§ OBJECTIVE
Repeat the material below without any changes, from the line with "One point goes on every instance of the glass pendant" through the line with "Target: staircase", including both of those lines.

Records from a data collection:
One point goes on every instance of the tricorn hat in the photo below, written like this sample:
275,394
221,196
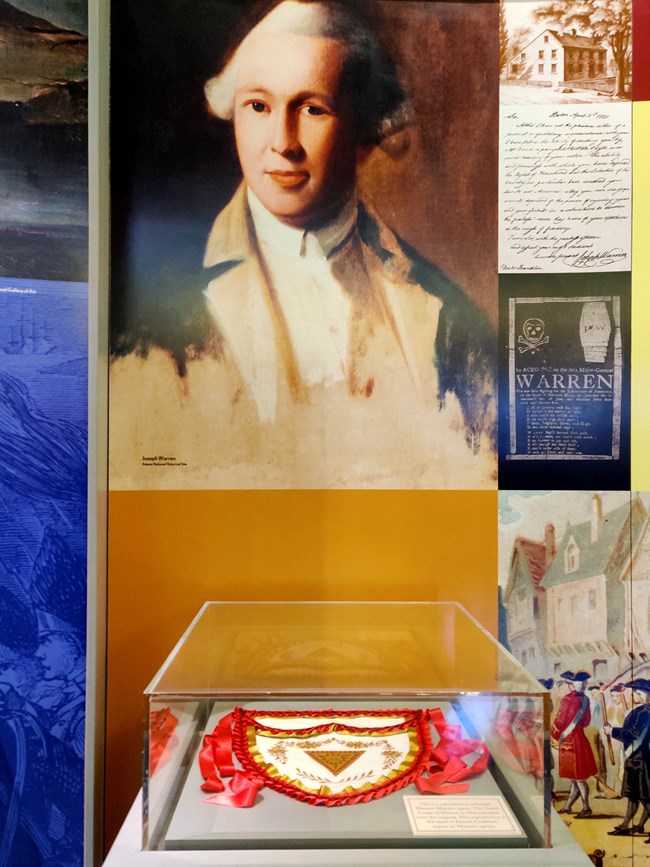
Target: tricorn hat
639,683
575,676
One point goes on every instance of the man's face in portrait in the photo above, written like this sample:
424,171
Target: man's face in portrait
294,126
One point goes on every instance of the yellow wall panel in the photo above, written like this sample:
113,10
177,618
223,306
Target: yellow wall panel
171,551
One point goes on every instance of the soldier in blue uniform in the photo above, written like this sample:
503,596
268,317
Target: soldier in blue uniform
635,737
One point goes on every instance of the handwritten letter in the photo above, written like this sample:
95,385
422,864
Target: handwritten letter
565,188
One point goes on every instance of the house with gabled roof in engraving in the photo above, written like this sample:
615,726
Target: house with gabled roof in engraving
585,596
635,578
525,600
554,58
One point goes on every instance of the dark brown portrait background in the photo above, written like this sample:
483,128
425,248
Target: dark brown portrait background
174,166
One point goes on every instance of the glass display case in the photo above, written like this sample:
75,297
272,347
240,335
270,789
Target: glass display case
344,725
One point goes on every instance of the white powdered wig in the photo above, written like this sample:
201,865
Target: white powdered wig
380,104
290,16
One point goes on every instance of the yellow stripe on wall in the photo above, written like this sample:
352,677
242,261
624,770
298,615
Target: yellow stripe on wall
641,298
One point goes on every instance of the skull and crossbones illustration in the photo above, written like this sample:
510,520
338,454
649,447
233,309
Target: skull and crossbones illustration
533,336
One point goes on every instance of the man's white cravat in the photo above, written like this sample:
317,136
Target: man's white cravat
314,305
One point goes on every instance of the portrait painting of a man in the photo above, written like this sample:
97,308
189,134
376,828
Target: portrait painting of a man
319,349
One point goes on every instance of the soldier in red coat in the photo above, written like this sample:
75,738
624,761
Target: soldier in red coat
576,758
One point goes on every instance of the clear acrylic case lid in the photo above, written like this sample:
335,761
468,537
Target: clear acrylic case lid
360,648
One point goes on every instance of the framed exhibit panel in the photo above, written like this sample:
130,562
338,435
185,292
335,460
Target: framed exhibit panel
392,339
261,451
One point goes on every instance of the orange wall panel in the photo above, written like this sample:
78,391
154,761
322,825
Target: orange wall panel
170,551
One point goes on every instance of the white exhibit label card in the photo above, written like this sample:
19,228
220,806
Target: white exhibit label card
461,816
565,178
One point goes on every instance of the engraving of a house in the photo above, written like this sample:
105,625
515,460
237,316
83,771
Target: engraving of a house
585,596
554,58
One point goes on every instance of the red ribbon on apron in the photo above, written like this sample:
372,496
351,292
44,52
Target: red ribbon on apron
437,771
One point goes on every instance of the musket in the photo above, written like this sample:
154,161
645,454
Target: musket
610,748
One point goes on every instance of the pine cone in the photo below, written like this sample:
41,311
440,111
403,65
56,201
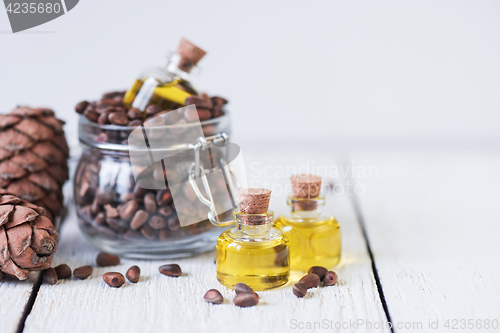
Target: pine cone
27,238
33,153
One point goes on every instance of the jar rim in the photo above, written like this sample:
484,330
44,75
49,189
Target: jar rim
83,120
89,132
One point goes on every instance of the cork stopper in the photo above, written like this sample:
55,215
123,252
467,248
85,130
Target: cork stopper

--

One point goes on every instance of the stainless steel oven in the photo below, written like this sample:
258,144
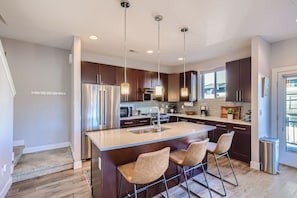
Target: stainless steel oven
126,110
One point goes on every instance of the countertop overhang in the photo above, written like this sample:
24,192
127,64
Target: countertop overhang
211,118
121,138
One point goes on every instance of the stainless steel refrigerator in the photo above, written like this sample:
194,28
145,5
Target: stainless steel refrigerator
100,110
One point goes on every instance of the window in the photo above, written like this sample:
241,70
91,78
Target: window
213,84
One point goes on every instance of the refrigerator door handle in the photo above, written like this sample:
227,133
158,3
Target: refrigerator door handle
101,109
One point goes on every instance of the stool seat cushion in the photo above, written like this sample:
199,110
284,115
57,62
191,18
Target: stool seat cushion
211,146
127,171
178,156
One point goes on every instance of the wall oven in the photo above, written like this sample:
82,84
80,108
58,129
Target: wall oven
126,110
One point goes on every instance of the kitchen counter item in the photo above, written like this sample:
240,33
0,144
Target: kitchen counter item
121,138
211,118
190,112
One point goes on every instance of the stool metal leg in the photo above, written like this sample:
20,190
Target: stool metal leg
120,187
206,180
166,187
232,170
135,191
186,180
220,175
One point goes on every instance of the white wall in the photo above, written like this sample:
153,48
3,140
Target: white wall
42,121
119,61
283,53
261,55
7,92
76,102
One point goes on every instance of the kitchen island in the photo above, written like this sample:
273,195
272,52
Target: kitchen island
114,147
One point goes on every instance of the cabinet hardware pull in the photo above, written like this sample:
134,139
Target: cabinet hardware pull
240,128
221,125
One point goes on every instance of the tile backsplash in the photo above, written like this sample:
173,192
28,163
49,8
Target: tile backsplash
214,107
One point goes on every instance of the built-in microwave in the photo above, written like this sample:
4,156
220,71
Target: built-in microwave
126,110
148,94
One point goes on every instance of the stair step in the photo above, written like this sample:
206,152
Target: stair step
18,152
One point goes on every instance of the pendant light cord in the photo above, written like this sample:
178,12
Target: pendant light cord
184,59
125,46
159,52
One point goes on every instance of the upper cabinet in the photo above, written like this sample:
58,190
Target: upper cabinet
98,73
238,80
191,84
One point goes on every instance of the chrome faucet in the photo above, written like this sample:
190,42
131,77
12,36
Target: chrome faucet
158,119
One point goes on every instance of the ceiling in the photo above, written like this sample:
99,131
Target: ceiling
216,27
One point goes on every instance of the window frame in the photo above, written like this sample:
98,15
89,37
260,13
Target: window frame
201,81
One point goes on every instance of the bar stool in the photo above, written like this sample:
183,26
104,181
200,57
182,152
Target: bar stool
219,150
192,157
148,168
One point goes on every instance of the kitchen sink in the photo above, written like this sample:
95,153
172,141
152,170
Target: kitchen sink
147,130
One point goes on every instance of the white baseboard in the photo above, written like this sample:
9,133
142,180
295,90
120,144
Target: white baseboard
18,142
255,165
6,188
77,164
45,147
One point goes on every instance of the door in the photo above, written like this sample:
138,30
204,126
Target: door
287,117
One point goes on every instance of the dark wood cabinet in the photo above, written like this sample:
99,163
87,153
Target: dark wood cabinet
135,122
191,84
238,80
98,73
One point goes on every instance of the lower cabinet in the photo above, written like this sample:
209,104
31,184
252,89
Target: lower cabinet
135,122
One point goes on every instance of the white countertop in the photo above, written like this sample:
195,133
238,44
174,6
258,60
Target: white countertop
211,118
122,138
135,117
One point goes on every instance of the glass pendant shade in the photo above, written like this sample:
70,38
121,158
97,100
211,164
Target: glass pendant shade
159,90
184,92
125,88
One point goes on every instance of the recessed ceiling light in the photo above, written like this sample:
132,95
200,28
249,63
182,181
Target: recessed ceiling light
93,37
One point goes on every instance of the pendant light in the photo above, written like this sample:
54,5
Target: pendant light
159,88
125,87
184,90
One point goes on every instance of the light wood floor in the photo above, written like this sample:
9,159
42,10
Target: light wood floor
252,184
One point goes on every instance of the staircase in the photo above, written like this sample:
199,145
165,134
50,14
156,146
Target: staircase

* * *

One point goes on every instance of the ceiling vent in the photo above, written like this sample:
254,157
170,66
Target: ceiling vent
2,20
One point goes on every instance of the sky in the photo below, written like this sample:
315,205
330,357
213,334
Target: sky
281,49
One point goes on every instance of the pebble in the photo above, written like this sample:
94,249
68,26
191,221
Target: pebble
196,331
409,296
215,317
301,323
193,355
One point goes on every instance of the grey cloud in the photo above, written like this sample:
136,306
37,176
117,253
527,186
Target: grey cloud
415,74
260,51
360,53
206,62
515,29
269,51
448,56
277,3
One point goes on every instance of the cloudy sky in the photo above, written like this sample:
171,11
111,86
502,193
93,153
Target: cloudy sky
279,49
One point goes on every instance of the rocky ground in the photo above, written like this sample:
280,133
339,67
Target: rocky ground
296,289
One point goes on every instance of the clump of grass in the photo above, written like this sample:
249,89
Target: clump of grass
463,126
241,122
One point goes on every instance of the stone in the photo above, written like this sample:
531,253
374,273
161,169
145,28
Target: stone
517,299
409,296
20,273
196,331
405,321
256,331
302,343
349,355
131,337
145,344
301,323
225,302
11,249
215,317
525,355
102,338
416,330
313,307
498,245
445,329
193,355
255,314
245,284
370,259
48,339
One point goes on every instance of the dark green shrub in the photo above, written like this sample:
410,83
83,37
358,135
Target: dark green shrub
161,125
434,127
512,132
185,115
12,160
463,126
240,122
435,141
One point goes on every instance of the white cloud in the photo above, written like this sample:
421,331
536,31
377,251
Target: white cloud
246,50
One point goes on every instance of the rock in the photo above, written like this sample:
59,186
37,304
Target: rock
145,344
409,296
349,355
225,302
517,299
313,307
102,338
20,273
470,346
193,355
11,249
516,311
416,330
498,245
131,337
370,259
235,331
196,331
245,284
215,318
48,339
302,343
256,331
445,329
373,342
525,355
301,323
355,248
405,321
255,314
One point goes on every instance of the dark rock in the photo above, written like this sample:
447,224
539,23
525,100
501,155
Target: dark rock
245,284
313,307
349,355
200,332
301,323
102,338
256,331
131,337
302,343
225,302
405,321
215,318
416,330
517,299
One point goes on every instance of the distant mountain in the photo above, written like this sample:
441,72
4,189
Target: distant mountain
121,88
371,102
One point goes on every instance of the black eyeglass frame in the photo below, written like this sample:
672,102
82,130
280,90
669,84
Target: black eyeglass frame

§ COMPLETED EXERCISE
One point goes on every instance of the glass pendant shade in the photo above, written like this sample:
70,38
121,158
97,100
211,164
Target: glass pendant shade
159,90
184,92
125,88
One point goes on every instance of the recessed ceiling light in the photo above, written like this sample:
132,95
200,28
249,63
182,181
Target: recessed ceiling light
93,37
One point goes on every instance of the pendant light in the photo above, written like this sample:
54,5
Target: pendant light
159,88
125,87
184,90
One point goes on every instance of the light wood floor in the photo above, written like this sample:
9,159
42,10
Target: light wood floor
252,184
One point goes on every instance of the staircase in the photo above, written like this sample:
199,145
165,134
50,14
156,146
Target: staircase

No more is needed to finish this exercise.